(Record extracts)
Content starts

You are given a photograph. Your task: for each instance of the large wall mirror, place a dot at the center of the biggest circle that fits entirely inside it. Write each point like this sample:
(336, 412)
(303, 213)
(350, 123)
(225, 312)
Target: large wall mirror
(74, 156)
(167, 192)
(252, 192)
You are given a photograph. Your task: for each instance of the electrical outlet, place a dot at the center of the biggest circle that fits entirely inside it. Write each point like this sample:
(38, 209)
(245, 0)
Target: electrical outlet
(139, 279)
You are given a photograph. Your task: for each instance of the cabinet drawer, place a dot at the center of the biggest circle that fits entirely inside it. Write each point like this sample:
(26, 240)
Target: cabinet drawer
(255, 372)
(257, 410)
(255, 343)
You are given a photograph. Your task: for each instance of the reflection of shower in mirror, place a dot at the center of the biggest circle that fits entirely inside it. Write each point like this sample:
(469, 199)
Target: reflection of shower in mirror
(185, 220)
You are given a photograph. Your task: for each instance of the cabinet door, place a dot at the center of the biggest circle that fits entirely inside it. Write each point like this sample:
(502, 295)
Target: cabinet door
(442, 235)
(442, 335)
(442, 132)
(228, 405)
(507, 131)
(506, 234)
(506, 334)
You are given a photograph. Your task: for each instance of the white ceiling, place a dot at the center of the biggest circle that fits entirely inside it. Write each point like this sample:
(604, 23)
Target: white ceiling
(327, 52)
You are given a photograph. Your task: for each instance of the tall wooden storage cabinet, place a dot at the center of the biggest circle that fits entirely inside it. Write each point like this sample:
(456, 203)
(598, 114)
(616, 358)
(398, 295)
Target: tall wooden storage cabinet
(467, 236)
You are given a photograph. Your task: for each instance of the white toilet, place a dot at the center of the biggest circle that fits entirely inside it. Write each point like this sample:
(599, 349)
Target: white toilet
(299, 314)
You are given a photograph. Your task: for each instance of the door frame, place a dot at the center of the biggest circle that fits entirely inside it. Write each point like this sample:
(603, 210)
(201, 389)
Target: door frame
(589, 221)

Content ends

(Required work) All lines from the one containing "of the tall" through the end of the material should be restated exactly, with both end lines kept.

(Exercise response)
You are given a photograph. Your task: for each instance of the tall wooden storage cabinet, place a dot at the center of the biggest circle that fits entirely inside it. Write each point like this sample:
(456, 203)
(598, 114)
(616, 358)
(398, 295)
Target: tall wooden storage cabinet
(467, 236)
You are given a photograph. Your task: for each instance of the white toilet, place a dot at the center of the biggest circle that fits entirely inside it. Write each point like this sample:
(599, 349)
Target: white toilet
(299, 314)
You are given a photograph. Your task: for each instance of the door frame, place a dot at the center of the biggest circle that fits entirely inside it. Write each point like this sample:
(603, 210)
(201, 389)
Target: door frame
(589, 221)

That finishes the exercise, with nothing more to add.